# Exercise:
Lay out the listing, starting at the line containing "In this exercise you will spot the grass" and ending at the line containing "<point>681,179</point>", as a two-column CSV headed text and answer. Give one row for each text and its answer, with every value in a single quoted field and line breaks turned into spaces.

# Data to process:
[start]
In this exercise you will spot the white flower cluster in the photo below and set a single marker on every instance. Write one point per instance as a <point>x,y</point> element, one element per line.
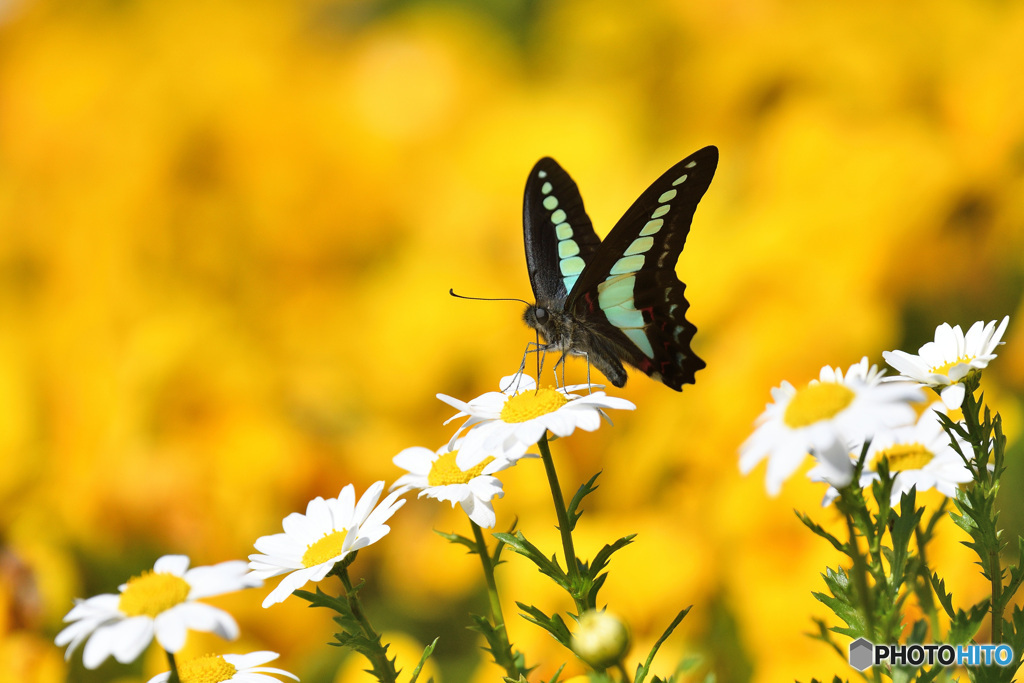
[end]
[start]
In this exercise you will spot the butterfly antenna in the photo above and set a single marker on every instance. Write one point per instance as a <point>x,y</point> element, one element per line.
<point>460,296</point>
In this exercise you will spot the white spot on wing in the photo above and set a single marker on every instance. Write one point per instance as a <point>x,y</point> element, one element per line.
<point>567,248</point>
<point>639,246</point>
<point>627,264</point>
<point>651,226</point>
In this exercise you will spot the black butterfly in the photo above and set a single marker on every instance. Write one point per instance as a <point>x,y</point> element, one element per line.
[end]
[start]
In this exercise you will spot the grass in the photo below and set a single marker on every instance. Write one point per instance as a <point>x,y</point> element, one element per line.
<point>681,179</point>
[end]
# Task solution:
text,answer
"In this exercise you will spot the grass in the photo below and set a single marker on every instance. Write one point per instance as a <point>x,y</point> element, one element per line.","<point>681,179</point>"